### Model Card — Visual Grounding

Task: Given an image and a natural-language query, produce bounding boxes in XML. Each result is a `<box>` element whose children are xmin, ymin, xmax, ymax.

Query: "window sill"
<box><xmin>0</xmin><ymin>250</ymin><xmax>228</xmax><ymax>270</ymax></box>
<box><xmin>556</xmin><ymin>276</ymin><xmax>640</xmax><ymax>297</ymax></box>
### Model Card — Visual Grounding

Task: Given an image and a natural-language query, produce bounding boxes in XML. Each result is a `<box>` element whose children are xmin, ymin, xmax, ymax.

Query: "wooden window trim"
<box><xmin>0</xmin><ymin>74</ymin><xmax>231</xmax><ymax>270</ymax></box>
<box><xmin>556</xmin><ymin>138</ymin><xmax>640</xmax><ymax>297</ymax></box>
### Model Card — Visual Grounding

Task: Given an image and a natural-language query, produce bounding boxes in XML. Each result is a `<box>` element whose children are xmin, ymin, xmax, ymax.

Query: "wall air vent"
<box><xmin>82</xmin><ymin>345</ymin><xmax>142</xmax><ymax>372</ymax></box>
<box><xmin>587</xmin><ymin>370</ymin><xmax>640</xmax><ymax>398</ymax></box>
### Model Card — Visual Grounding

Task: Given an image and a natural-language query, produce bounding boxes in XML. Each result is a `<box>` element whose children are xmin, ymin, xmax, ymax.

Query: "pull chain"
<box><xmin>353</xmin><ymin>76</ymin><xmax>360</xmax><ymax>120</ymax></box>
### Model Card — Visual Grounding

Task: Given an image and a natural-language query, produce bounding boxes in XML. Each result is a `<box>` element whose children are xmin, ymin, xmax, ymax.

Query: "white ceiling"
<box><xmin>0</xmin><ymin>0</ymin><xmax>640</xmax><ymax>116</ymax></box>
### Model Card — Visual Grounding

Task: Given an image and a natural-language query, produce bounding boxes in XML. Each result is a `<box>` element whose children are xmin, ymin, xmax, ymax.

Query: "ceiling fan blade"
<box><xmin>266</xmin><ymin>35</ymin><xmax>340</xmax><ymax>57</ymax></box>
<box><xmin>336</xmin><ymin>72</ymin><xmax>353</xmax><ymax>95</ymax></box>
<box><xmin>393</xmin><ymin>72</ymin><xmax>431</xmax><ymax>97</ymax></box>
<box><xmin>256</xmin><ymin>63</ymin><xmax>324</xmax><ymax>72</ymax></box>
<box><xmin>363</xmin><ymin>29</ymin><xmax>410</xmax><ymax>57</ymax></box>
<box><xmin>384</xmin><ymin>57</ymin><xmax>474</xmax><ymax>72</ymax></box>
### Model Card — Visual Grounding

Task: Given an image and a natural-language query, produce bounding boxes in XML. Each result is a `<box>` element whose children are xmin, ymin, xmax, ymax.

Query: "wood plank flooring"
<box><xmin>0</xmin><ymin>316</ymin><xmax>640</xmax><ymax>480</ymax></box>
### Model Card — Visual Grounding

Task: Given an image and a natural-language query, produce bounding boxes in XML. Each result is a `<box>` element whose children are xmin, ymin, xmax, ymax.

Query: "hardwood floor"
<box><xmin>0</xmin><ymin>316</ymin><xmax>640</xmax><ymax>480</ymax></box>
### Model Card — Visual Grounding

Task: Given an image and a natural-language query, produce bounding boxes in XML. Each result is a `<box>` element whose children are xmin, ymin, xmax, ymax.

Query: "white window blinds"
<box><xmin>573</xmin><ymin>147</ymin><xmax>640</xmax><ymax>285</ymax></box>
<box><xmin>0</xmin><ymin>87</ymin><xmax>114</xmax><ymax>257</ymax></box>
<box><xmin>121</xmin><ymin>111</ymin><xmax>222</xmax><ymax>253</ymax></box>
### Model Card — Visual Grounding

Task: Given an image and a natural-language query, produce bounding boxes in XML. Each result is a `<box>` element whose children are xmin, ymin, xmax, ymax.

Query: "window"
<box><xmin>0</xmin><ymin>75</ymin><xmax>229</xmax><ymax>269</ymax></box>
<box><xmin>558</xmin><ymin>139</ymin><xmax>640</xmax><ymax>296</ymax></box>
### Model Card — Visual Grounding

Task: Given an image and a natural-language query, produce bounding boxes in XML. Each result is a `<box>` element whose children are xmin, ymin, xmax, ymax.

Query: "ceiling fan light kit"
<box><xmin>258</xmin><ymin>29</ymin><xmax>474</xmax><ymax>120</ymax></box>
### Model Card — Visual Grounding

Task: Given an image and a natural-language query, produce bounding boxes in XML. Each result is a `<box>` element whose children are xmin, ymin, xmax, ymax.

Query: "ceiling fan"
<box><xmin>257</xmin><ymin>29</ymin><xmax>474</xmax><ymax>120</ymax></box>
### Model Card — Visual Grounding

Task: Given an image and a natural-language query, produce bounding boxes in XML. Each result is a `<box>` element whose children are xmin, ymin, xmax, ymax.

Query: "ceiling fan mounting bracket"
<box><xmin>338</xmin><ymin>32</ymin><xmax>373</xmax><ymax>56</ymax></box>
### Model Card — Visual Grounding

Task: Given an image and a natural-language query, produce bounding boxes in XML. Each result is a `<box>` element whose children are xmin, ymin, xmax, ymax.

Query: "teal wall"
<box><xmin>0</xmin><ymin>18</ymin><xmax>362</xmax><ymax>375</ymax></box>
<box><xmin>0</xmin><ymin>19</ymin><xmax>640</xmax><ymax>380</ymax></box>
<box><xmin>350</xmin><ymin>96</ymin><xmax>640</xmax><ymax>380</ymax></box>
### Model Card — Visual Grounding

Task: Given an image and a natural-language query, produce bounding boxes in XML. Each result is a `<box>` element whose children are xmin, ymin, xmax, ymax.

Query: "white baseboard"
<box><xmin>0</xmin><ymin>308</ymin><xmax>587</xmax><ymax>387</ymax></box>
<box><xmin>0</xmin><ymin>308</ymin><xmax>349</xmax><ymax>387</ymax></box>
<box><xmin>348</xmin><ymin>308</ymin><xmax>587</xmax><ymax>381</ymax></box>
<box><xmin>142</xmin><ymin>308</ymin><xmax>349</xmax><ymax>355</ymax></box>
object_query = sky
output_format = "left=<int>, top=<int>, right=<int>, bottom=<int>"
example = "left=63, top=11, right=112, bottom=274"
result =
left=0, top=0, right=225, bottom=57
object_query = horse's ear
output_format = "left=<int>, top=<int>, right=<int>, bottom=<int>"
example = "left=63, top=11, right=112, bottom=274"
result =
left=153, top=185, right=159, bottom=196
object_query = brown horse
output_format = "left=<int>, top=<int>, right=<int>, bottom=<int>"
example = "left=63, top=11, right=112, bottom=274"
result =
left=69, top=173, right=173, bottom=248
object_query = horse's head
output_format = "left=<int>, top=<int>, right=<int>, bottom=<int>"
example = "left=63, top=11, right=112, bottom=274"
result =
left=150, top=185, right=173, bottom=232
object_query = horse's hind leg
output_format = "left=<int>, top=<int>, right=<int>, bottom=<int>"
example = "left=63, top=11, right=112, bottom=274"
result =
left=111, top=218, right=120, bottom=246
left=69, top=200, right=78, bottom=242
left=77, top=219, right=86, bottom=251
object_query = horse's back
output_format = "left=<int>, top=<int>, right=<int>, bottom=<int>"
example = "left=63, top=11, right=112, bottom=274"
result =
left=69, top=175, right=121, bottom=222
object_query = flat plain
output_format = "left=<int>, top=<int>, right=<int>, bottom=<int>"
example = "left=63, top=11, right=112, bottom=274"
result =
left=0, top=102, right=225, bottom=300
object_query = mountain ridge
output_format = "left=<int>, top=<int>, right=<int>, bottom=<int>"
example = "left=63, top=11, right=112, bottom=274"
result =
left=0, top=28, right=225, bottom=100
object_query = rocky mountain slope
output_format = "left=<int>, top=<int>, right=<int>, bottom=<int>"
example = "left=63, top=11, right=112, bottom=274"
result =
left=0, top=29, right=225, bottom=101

□ □ □ □

WHAT TO WORK ON:
Update all the rows above so that "mountain" becomes "hill" everywhere it appears, and leave every other part of them unchanged.

SOLUTION TO THIS EXERCISE:
### Model Card — Visual Grounding

Task: Given an image and a natural-language query, produce bounding boxes in XML. Each result is a `<box>` element whose children are xmin, ymin, xmax, ymax.

Query: "window sill"
<box><xmin>0</xmin><ymin>250</ymin><xmax>228</xmax><ymax>270</ymax></box>
<box><xmin>556</xmin><ymin>276</ymin><xmax>640</xmax><ymax>297</ymax></box>
### Model Card — Visual Grounding

Task: Given an image and a natural-language query, produce bounding boxes in XML. Each result is a `<box>` element whose children are xmin, ymin, xmax, ymax.

Query: "wooden window trim"
<box><xmin>0</xmin><ymin>74</ymin><xmax>231</xmax><ymax>270</ymax></box>
<box><xmin>556</xmin><ymin>138</ymin><xmax>640</xmax><ymax>297</ymax></box>
### Model Card — Visual Grounding

Task: Given an image and a natural-language query, produce bounding boxes in XML. Each result is a `<box>` element whose children are xmin, ymin, xmax, ymax.

Query: "wall air vent"
<box><xmin>82</xmin><ymin>345</ymin><xmax>142</xmax><ymax>372</ymax></box>
<box><xmin>587</xmin><ymin>370</ymin><xmax>640</xmax><ymax>398</ymax></box>
### Model Card — Visual Grounding

Task: Given an image and a natural-language query, produce bounding boxes in XML. Each result is a `<box>` element whose children are xmin, ymin, xmax, ymax.

Query: "pull chain"
<box><xmin>353</xmin><ymin>76</ymin><xmax>360</xmax><ymax>120</ymax></box>
### Model Card — Visual Grounding

Task: Given an image and a natural-language query, produce bounding boxes in XML. Each result is a `<box>` element whose children are xmin, ymin, xmax, ymax.

Query: "white ceiling"
<box><xmin>0</xmin><ymin>0</ymin><xmax>640</xmax><ymax>116</ymax></box>
### Model Card — Visual Grounding

Task: Given an image and a natural-language query, produce bounding boxes in XML. Each result is a `<box>` element whose children are xmin, ymin, xmax, ymax.

Query: "ceiling fan blade"
<box><xmin>266</xmin><ymin>35</ymin><xmax>340</xmax><ymax>57</ymax></box>
<box><xmin>336</xmin><ymin>72</ymin><xmax>353</xmax><ymax>95</ymax></box>
<box><xmin>393</xmin><ymin>72</ymin><xmax>431</xmax><ymax>97</ymax></box>
<box><xmin>256</xmin><ymin>63</ymin><xmax>324</xmax><ymax>72</ymax></box>
<box><xmin>363</xmin><ymin>29</ymin><xmax>410</xmax><ymax>57</ymax></box>
<box><xmin>384</xmin><ymin>57</ymin><xmax>474</xmax><ymax>72</ymax></box>
### Model Card — Visual Grounding

Task: Given an image and a natural-language query, produce bounding boxes in XML. Each result is a `<box>` element whose children are xmin, ymin, xmax, ymax.

Query: "wood plank flooring"
<box><xmin>0</xmin><ymin>316</ymin><xmax>640</xmax><ymax>480</ymax></box>
### Model Card — Visual Grounding

Task: Given an image and a natural-language query, produce bounding boxes in XML. Each result is a `<box>` element whose children are xmin, ymin, xmax, ymax.

Query: "hardwood floor"
<box><xmin>0</xmin><ymin>316</ymin><xmax>640</xmax><ymax>480</ymax></box>
### Model Card — Visual Grounding

Task: Given an image and a natural-language query, produce bounding boxes in XML. Each result is a `<box>` element whose children are xmin, ymin, xmax, ymax.

Query: "white window blinds"
<box><xmin>573</xmin><ymin>147</ymin><xmax>640</xmax><ymax>285</ymax></box>
<box><xmin>0</xmin><ymin>87</ymin><xmax>114</xmax><ymax>257</ymax></box>
<box><xmin>121</xmin><ymin>111</ymin><xmax>222</xmax><ymax>253</ymax></box>
### Model Card — Visual Grounding

Task: Given an image and a natural-language query, produce bounding boxes in XML. Each result is a `<box>` element whose children are xmin, ymin, xmax, ymax.

Query: "window"
<box><xmin>0</xmin><ymin>75</ymin><xmax>229</xmax><ymax>269</ymax></box>
<box><xmin>558</xmin><ymin>139</ymin><xmax>640</xmax><ymax>296</ymax></box>
### Model Card — Visual Grounding

Task: Given an image and a natural-language query, produce bounding boxes in XML. Each result is a `<box>` element whose children are xmin, ymin, xmax, ymax.

Query: "ceiling fan light kit"
<box><xmin>258</xmin><ymin>29</ymin><xmax>474</xmax><ymax>120</ymax></box>
### Model Card — Visual Grounding

Task: Given an image and a natural-language query, produce bounding boxes in XML. Each result is a `<box>` element whose children are xmin, ymin, xmax, ymax.

Query: "ceiling fan"
<box><xmin>257</xmin><ymin>29</ymin><xmax>474</xmax><ymax>120</ymax></box>
### Model Card — Visual Grounding

Task: Given an image and a natural-language query, produce bounding boxes in XML. Each result is a `<box>` element whose children are xmin, ymin, xmax, ymax.

Query: "ceiling fan mounting bracket"
<box><xmin>338</xmin><ymin>32</ymin><xmax>373</xmax><ymax>56</ymax></box>
### Model Card — Visual Grounding

Task: Given an image and a natural-language query, produce bounding boxes in XML. Each result is a `<box>` element whose children are xmin, ymin, xmax, ymax.

Query: "teal wall"
<box><xmin>0</xmin><ymin>18</ymin><xmax>362</xmax><ymax>375</ymax></box>
<box><xmin>0</xmin><ymin>19</ymin><xmax>640</xmax><ymax>380</ymax></box>
<box><xmin>350</xmin><ymin>96</ymin><xmax>640</xmax><ymax>380</ymax></box>
### Model Card — Visual Grounding

Task: Given an image and a natural-language query, produce bounding boxes in XML. Each result is a `<box>` element whose children are xmin, ymin, xmax, ymax.

Query: "white baseboard"
<box><xmin>0</xmin><ymin>308</ymin><xmax>587</xmax><ymax>387</ymax></box>
<box><xmin>0</xmin><ymin>308</ymin><xmax>349</xmax><ymax>387</ymax></box>
<box><xmin>348</xmin><ymin>308</ymin><xmax>587</xmax><ymax>381</ymax></box>
<box><xmin>142</xmin><ymin>308</ymin><xmax>349</xmax><ymax>355</ymax></box>
object_query = sky
output_format = "left=<int>, top=<int>, right=<int>, bottom=<int>"
example = "left=63, top=11, right=112, bottom=274"
result =
left=0, top=0, right=225, bottom=57
object_query = horse's ear
output_format = "left=<int>, top=<int>, right=<int>, bottom=<int>"
example = "left=63, top=11, right=112, bottom=274"
result =
left=153, top=185, right=159, bottom=196
object_query = brown horse
output_format = "left=<int>, top=<int>, right=<int>, bottom=<int>"
example = "left=63, top=11, right=112, bottom=274"
result =
left=69, top=173, right=173, bottom=248
object_query = horse's head
output_format = "left=<int>, top=<int>, right=<int>, bottom=<int>"
example = "left=63, top=11, right=112, bottom=274"
result =
left=150, top=185, right=173, bottom=232
object_query = horse's hind leg
output_format = "left=<int>, top=<int>, right=<int>, bottom=<int>"
example = "left=63, top=11, right=112, bottom=274"
result =
left=111, top=218, right=120, bottom=246
left=69, top=200, right=78, bottom=242
left=77, top=219, right=86, bottom=251
object_query = horse's back
output_format = "left=<int>, top=<int>, right=<int>, bottom=<int>"
example = "left=63, top=11, right=112, bottom=274"
result =
left=69, top=175, right=121, bottom=222
object_query = flat plain
output_format = "left=<int>, top=<int>, right=<int>, bottom=<int>"
example = "left=63, top=11, right=112, bottom=274"
result =
left=0, top=102, right=225, bottom=300
object_query = hill ridge
output_format = "left=<int>, top=<int>, right=<int>, bottom=<int>"
example = "left=63, top=11, right=112, bottom=274"
result =
left=0, top=28, right=225, bottom=100
object_query = rocky hill slope
output_format = "left=<int>, top=<int>, right=<int>, bottom=<int>"
example = "left=63, top=11, right=112, bottom=274"
result =
left=0, top=29, right=225, bottom=101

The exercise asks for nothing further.